*JOB*. Please count the lines in the entries below that contain the string "pixels", matching case exactly, and reply with only that number.

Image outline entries

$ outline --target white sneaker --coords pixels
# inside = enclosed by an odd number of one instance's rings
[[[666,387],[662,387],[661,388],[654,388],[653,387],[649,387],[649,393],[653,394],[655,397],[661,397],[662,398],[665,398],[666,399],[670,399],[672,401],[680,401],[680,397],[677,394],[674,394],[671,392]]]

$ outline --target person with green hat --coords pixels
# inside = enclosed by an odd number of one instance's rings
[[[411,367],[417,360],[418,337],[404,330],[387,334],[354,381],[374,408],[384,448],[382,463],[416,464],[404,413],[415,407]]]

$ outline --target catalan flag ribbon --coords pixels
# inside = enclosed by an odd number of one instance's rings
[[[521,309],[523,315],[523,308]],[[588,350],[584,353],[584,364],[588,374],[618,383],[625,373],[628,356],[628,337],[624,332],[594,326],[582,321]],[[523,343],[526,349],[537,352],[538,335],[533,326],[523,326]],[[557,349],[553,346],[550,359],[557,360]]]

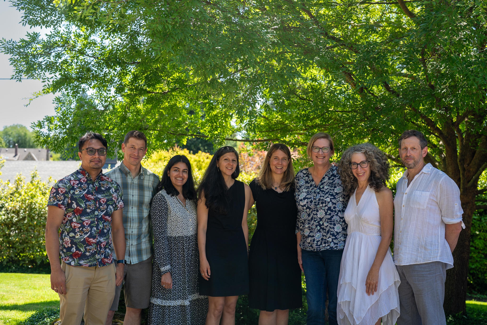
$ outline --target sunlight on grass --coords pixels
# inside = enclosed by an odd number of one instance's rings
[[[487,303],[476,300],[467,300],[465,302],[467,307],[471,307],[482,311],[487,311]]]
[[[59,306],[49,274],[0,273],[0,324],[14,325],[35,310]]]

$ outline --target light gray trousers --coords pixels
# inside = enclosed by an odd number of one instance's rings
[[[401,315],[397,325],[445,325],[443,310],[445,263],[396,266],[401,278],[399,286]]]

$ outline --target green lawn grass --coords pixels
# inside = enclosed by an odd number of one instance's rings
[[[482,311],[487,311],[487,303],[476,300],[467,300],[465,302],[467,303],[467,307],[474,308]]]
[[[18,324],[37,309],[59,307],[59,301],[49,274],[0,273],[0,325]],[[466,302],[469,313],[487,313],[487,303]]]
[[[59,307],[49,274],[0,273],[0,324],[15,325],[42,308]]]

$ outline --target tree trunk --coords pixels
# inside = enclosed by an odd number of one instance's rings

*ANSWER TO THIS PROBLEM*. 7